# Exercise
Rewrite the entries starting at the line that contains "The component shall return one point per instance of the hand" and ending at the final line of the entries, keeping every line, and raise each answer coordinate by 90. Leave the sample pairs unchanged.

════════════════

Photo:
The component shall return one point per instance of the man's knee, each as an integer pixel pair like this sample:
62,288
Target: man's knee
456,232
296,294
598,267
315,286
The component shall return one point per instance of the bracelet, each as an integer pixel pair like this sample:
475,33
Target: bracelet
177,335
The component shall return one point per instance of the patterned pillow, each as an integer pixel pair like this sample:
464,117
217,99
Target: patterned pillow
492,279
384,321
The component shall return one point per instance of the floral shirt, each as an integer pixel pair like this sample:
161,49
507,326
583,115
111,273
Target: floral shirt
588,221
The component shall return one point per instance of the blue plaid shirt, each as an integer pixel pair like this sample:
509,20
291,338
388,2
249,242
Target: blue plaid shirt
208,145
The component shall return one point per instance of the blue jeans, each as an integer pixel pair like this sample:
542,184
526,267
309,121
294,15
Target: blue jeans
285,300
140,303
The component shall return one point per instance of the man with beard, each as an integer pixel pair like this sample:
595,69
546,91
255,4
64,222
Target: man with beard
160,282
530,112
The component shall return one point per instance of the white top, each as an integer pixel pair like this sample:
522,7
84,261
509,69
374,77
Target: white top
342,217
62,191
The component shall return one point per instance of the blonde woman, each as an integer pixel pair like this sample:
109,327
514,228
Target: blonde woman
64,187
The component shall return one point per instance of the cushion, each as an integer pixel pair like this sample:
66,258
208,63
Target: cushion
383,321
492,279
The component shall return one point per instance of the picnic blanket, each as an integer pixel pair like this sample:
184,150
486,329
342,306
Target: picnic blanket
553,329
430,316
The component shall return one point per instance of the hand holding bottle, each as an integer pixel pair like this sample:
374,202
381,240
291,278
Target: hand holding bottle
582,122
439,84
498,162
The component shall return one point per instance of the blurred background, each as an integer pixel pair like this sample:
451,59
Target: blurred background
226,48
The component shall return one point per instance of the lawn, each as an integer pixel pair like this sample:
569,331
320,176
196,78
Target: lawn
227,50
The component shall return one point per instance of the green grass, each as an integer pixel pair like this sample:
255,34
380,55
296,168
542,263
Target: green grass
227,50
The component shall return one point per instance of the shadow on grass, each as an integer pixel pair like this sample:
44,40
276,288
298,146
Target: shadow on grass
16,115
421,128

════════════════

# Expected answer
The component shall return one point per instance of the hand holding bottle, each as an integer pixel pair like this sample:
374,202
381,240
291,278
Target: hand holding bottle
672,212
529,174
588,252
The component shall return one point per instance of the blurred background, each as an integer pixel pair like this sample:
451,59
Target: blurred background
316,138
The component shall return one point per instance of the lawn, each as an integer pixel pair like this sample:
569,331
320,176
196,78
Target: lawn
317,140
The component shall return one point per instance of the green grass, each as an integer pixel pair like this sample:
255,34
380,55
296,168
542,263
Target: green grass
317,140
The component shall return one point per instance of the shadow on grass, each as an integer pixel pair like this sample:
44,40
276,288
298,146
Target: shadow on grass
106,205
511,218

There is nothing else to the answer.